-- start of Entries provided --

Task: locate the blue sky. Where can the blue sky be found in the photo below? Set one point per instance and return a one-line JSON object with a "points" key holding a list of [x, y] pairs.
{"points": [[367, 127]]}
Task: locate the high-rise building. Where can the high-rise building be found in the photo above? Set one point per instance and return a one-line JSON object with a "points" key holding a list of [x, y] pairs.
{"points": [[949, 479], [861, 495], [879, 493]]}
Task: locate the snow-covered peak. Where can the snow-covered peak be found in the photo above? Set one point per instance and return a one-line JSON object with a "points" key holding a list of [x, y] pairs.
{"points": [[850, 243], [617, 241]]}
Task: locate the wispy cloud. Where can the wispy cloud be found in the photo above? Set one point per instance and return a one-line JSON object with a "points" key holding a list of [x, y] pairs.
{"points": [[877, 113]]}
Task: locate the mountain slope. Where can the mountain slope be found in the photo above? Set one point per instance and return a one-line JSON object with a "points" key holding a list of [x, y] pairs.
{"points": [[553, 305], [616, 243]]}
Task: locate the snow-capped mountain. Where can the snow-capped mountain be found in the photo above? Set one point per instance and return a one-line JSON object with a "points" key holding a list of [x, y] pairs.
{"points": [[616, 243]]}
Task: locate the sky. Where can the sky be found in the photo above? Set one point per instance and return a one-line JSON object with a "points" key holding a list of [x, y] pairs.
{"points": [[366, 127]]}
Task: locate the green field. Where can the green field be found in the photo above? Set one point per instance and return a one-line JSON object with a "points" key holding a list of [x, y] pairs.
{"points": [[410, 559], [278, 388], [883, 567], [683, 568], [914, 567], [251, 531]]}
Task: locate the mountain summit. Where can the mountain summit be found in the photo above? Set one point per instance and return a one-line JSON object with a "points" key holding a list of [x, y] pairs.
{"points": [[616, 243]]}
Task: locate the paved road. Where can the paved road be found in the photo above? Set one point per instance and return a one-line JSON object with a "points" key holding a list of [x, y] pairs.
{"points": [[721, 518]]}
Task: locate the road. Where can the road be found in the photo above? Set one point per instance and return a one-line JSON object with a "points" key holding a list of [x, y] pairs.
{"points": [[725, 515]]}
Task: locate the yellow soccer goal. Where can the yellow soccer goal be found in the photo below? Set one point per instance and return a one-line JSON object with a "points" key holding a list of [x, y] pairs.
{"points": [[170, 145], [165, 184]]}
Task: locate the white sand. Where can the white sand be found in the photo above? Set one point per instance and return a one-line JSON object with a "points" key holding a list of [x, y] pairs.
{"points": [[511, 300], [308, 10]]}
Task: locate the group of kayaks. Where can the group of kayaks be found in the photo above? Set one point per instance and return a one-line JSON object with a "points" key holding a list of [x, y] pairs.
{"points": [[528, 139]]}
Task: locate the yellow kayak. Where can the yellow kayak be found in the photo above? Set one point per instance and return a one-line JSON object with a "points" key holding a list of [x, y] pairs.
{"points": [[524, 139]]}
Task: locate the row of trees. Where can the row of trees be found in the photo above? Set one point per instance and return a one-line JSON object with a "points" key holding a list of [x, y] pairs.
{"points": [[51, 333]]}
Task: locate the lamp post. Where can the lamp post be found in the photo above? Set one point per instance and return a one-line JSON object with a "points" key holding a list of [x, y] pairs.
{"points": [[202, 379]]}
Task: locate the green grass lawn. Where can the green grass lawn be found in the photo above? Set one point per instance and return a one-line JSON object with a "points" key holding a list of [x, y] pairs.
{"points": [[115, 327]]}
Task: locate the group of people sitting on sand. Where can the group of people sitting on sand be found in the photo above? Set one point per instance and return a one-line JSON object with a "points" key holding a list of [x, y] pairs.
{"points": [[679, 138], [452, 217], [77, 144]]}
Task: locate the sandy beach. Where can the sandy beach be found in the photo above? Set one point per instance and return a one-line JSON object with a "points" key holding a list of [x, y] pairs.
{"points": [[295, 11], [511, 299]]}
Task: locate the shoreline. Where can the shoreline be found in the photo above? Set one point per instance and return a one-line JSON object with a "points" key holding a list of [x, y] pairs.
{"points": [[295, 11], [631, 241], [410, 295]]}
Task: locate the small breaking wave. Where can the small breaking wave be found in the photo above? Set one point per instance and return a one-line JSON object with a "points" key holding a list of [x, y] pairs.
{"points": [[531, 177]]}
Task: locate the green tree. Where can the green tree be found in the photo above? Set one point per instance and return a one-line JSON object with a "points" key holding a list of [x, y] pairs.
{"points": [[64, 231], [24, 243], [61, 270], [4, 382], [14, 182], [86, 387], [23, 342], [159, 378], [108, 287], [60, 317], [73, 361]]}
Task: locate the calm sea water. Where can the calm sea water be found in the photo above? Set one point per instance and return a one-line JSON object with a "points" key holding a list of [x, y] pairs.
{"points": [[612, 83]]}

-- end of Entries provided --

▶ **Short problem**: Every line above should be printed again exactly as it stands.

▶ **Finished task**:
Task: locate the blue sky. Where can the blue sky be found in the photo below? Set one point per instance and return a one-line JSON object with a "points" key holding a list of [x, y] pairs.
{"points": [[367, 127]]}
Task: locate the high-rise building. Where can the high-rise building be found in the photo above? Set one point per instance and return a one-line JSON object with a "points" key holding a list of [x, y] pairs.
{"points": [[949, 479], [861, 495], [879, 493]]}
Task: locate the snow-covered peak. Where can the snow-covered peak be found in the photo above? Set one point per instance and return a one-line JSON object with a "points" key holding a list of [x, y] pairs.
{"points": [[850, 243], [617, 241]]}
Task: locate the wispy cloud. Where can the wispy cloud be found in the photo above? Set one point per instance and return a one-line JSON object with a "points" key holding a list of [x, y] pairs.
{"points": [[877, 113]]}
Task: locate the mountain slope. Where can the mountain slope be found in the photo above? Set one point per instance and return a one-line JSON object with a "points" key holding a list of [x, y] pairs.
{"points": [[553, 305], [616, 243]]}
Task: locate the snow-capped mountain. Where can the snow-capped mountain be found in the photo above? Set one point per instance and return a one-line JSON object with a "points" key holding a list of [x, y] pairs.
{"points": [[616, 243]]}
Task: locate the sky. Where can the sky be found in the photo above? Set one point per instance and return a one-line JSON object with a "points" key holding a list of [x, y] pairs.
{"points": [[366, 127]]}
Task: locate the green field. Where can the green field be found in the photo above? Set one point per instance and return a one-line JSON object with a "points" key holding a list of [x, y] pairs.
{"points": [[410, 559], [278, 388], [883, 567], [683, 568], [914, 567], [251, 531]]}
Task: locate the mountain summit. Where can the mountain summit be found in the photo above? Set one point per instance and return a one-line JSON object with a "points" key holding a list of [x, y] pairs.
{"points": [[616, 243]]}
Task: locate the paved road. Where can the paved road be found in the photo above? Set one point per instance and return a one-line JSON object with a "points" key holding a list of [x, y] pairs.
{"points": [[721, 518]]}
Task: locate the road. Where can the road be found in the photo above? Set one point per instance and return a one-line JSON object with a "points" key holding a list of [x, y] pairs.
{"points": [[725, 515]]}
Task: locate the yellow soccer goal. Where can the yellow soccer goal be found in the photo below? Set one point per instance and return a one-line JSON object with a "points" key holding a list of [x, y] pairs.
{"points": [[170, 145], [165, 184]]}
Task: locate the white sand. Where can the white sand be found in the photo above? Set one point per instance and return a one-line JSON object with a "points" key holding a list of [x, y] pairs.
{"points": [[511, 300], [308, 10]]}
Task: locate the group of kayaks. Where can the group of kayaks be found in the photo above? Set one point per instance and return a one-line JSON object with a "points" key holding a list of [x, y] pairs.
{"points": [[528, 139]]}
Task: locate the yellow kayak. Where can the yellow kayak be found in the photo above? Set one point per instance and return a one-line JSON object with a "points" key holding a list of [x, y] pairs.
{"points": [[524, 139]]}
Task: locate the row of trees. Where can the row of trees be found in the photo above? Set one point per instance and return a one-line JSON object with a "points" key holding a list of [x, y] pairs.
{"points": [[51, 333]]}
Task: locate the lamp post. Where can the lamp post be found in the photo above? Set one point per instance and return a one-line JSON object with a "points" key holding a list of [x, y] pairs.
{"points": [[202, 379]]}
Task: locate the green grass lawn. Where can the green grass lawn be found in the photo above? Set one point per instance and return a one-line JSON object with a "points" key holding a list of [x, y] pairs.
{"points": [[115, 327]]}
Task: locate the group of people sitting on sand. Where can the group of people sitting on sand be found in the photo above? Set one point per instance and return a one-line JSON object with a "points" key holding a list of [x, y] pairs.
{"points": [[679, 138], [452, 217], [77, 144]]}
Task: locate the sandy beach. Where can the sandy beach be found in the photo above? Set one point per instance and return a one-line JSON object with a "points" key holding a list of [x, y] pairs.
{"points": [[295, 11], [511, 299]]}
Task: locate the shoreline. Where can the shoreline be found in the photo above? Set one point per instance and return a one-line JSON object with a "points" key holding a list of [x, y] pairs.
{"points": [[295, 11], [631, 241], [410, 295]]}
Task: locate the small breaking wave. Where can the small breaking wave be found in the photo above? Set one point per instance and return a one-line JSON object with a "points" key holding a list of [x, y] pairs.
{"points": [[531, 177]]}
Task: locate the green tree. Where can the green tree be found in the photo above? Set one point per instance and return a one-line JSON object with a "points" key holding a list of [x, y] pairs.
{"points": [[64, 231], [24, 243], [61, 270], [4, 382], [14, 182], [86, 387], [23, 342], [159, 378], [108, 287], [60, 317], [73, 361]]}
Task: locate the calm sea water. Where can the calm sea water be found in the photo above? Set one point per instance and return a one-line JSON object with a "points" key holding a list of [x, y] pairs.
{"points": [[612, 83]]}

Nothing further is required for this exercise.